* **SHORT TASK**
Reproduce verbatim every line of the data below that falls between the line containing "In the scene depicted above, identify where the white stair" and the line containing "left=164, top=195, right=178, bottom=225", inclusive.
+===+
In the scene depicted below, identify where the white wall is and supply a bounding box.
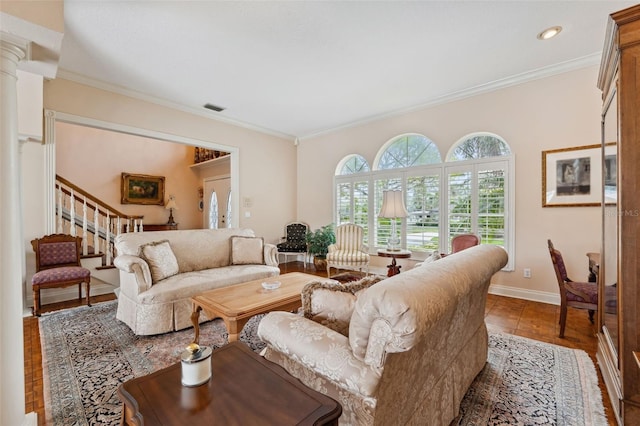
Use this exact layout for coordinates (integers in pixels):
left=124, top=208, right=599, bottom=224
left=298, top=66, right=601, bottom=300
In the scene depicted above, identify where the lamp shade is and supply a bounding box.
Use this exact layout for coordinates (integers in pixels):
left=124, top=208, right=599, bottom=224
left=164, top=195, right=178, bottom=210
left=378, top=191, right=409, bottom=218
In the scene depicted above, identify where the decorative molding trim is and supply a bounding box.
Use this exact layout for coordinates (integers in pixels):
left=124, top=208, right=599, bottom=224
left=43, top=110, right=56, bottom=234
left=298, top=52, right=601, bottom=141
left=489, top=284, right=560, bottom=306
left=58, top=69, right=295, bottom=141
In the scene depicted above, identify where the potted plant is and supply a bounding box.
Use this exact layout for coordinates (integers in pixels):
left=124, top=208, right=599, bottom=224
left=305, top=224, right=336, bottom=271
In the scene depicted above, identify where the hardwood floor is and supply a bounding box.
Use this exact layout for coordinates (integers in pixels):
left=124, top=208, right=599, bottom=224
left=23, top=262, right=616, bottom=425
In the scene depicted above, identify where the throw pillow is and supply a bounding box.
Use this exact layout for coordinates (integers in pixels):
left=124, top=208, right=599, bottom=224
left=231, top=236, right=264, bottom=265
left=302, top=275, right=386, bottom=337
left=138, top=240, right=179, bottom=284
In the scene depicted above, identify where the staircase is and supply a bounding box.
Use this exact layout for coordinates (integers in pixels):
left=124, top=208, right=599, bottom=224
left=54, top=175, right=144, bottom=294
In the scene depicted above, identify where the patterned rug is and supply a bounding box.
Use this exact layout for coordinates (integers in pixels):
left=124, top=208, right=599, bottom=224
left=40, top=301, right=607, bottom=426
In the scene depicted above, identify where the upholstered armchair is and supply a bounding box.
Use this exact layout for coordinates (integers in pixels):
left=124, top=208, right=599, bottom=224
left=31, top=234, right=91, bottom=316
left=327, top=223, right=370, bottom=278
left=276, top=222, right=309, bottom=268
left=258, top=245, right=507, bottom=426
left=547, top=240, right=600, bottom=337
left=451, top=234, right=480, bottom=253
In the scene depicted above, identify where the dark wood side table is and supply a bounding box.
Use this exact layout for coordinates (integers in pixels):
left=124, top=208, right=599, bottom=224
left=378, top=249, right=411, bottom=277
left=118, top=342, right=342, bottom=426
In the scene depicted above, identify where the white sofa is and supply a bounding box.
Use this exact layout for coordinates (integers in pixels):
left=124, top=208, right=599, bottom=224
left=114, top=229, right=280, bottom=335
left=258, top=245, right=507, bottom=426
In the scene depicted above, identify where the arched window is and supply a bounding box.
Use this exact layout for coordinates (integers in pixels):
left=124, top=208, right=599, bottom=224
left=334, top=132, right=515, bottom=270
left=447, top=133, right=511, bottom=161
left=374, top=134, right=442, bottom=170
left=336, top=154, right=369, bottom=175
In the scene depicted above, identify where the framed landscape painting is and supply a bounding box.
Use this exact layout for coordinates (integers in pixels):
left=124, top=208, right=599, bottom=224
left=120, top=173, right=164, bottom=206
left=542, top=144, right=616, bottom=207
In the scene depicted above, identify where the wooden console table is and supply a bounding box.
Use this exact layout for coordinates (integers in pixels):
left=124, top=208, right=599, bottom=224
left=118, top=342, right=342, bottom=426
left=378, top=249, right=411, bottom=277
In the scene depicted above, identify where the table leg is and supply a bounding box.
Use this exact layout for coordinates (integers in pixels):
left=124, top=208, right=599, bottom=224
left=191, top=304, right=202, bottom=345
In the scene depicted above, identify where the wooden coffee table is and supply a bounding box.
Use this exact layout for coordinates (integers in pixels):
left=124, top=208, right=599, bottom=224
left=191, top=272, right=322, bottom=343
left=118, top=342, right=342, bottom=426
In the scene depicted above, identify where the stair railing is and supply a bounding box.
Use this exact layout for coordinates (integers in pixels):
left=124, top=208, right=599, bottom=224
left=56, top=175, right=144, bottom=265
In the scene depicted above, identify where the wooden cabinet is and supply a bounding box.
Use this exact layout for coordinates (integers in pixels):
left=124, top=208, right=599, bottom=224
left=596, top=5, right=640, bottom=425
left=142, top=223, right=178, bottom=231
left=122, top=223, right=178, bottom=232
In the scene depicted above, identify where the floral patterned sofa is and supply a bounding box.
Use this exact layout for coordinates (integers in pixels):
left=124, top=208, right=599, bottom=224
left=258, top=245, right=507, bottom=426
left=113, top=229, right=280, bottom=335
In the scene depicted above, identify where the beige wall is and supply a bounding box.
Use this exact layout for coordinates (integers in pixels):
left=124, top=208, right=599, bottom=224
left=30, top=66, right=600, bottom=300
left=298, top=66, right=601, bottom=300
left=0, top=0, right=64, bottom=33
left=38, top=79, right=296, bottom=242
left=56, top=122, right=202, bottom=229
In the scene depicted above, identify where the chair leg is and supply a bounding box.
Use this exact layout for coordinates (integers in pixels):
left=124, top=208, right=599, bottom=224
left=33, top=286, right=40, bottom=317
left=560, top=305, right=567, bottom=338
left=85, top=280, right=91, bottom=306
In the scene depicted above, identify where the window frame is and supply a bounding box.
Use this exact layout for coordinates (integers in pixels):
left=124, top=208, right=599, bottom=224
left=333, top=133, right=515, bottom=271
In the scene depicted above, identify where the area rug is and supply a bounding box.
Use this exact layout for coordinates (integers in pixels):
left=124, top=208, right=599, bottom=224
left=40, top=301, right=607, bottom=426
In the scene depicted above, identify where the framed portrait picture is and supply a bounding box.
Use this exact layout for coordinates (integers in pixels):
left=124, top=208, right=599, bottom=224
left=120, top=173, right=164, bottom=206
left=542, top=143, right=617, bottom=207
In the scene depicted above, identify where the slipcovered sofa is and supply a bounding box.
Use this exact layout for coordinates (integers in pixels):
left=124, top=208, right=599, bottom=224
left=113, top=229, right=280, bottom=335
left=258, top=245, right=507, bottom=426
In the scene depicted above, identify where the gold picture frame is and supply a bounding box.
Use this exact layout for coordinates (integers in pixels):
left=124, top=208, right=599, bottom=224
left=542, top=143, right=615, bottom=207
left=120, top=173, right=164, bottom=206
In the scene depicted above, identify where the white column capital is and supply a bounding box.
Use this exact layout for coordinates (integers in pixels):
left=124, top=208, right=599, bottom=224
left=0, top=32, right=31, bottom=64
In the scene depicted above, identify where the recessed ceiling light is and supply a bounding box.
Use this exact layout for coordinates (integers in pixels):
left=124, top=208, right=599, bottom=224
left=204, top=104, right=224, bottom=112
left=538, top=26, right=562, bottom=40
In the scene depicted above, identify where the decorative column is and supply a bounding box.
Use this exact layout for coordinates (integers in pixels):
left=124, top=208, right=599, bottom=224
left=0, top=33, right=29, bottom=425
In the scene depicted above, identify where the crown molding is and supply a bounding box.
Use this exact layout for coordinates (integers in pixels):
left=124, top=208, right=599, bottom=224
left=298, top=52, right=602, bottom=141
left=57, top=69, right=295, bottom=141
left=58, top=52, right=601, bottom=145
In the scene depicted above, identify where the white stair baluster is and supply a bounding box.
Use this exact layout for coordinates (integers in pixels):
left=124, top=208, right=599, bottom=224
left=104, top=210, right=111, bottom=265
left=69, top=189, right=76, bottom=237
left=93, top=206, right=100, bottom=254
left=82, top=198, right=89, bottom=256
left=57, top=186, right=64, bottom=234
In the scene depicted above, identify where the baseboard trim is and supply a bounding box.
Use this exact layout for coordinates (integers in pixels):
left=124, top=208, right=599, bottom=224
left=489, top=284, right=560, bottom=305
left=22, top=411, right=38, bottom=426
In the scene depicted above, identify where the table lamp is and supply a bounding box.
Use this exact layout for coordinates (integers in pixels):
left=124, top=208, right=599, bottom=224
left=378, top=190, right=409, bottom=251
left=164, top=195, right=178, bottom=225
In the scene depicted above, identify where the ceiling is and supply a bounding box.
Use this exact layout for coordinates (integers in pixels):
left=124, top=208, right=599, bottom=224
left=58, top=0, right=635, bottom=139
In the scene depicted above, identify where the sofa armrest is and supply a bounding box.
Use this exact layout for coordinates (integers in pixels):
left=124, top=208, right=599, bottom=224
left=264, top=243, right=278, bottom=266
left=258, top=312, right=382, bottom=396
left=113, top=254, right=153, bottom=294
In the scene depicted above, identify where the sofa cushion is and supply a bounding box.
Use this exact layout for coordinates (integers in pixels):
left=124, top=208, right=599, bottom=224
left=115, top=228, right=255, bottom=273
left=302, top=275, right=385, bottom=336
left=231, top=236, right=264, bottom=265
left=413, top=251, right=442, bottom=268
left=139, top=240, right=178, bottom=284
+===+
* **CORRECT OUTPUT**
In the scene depicted above, identify where the white stair baluster is and supply a bounding box.
Use this exact layout for coordinates (integers in pixels):
left=124, top=208, right=599, bottom=224
left=104, top=210, right=111, bottom=265
left=69, top=189, right=76, bottom=237
left=93, top=206, right=100, bottom=254
left=82, top=198, right=89, bottom=256
left=57, top=186, right=64, bottom=234
In the scene depicted above, identify where the baseboard trim is and supply a bounding box.
Use this exact layout for coordinates (integers in pixels):
left=124, top=208, right=599, bottom=224
left=489, top=284, right=560, bottom=305
left=22, top=411, right=38, bottom=426
In the scene depicted above, identify where the table lamp is and supply a bounding box.
Use this exact layout for coordinates (integers in pixels):
left=124, top=208, right=599, bottom=224
left=378, top=190, right=409, bottom=251
left=164, top=195, right=178, bottom=225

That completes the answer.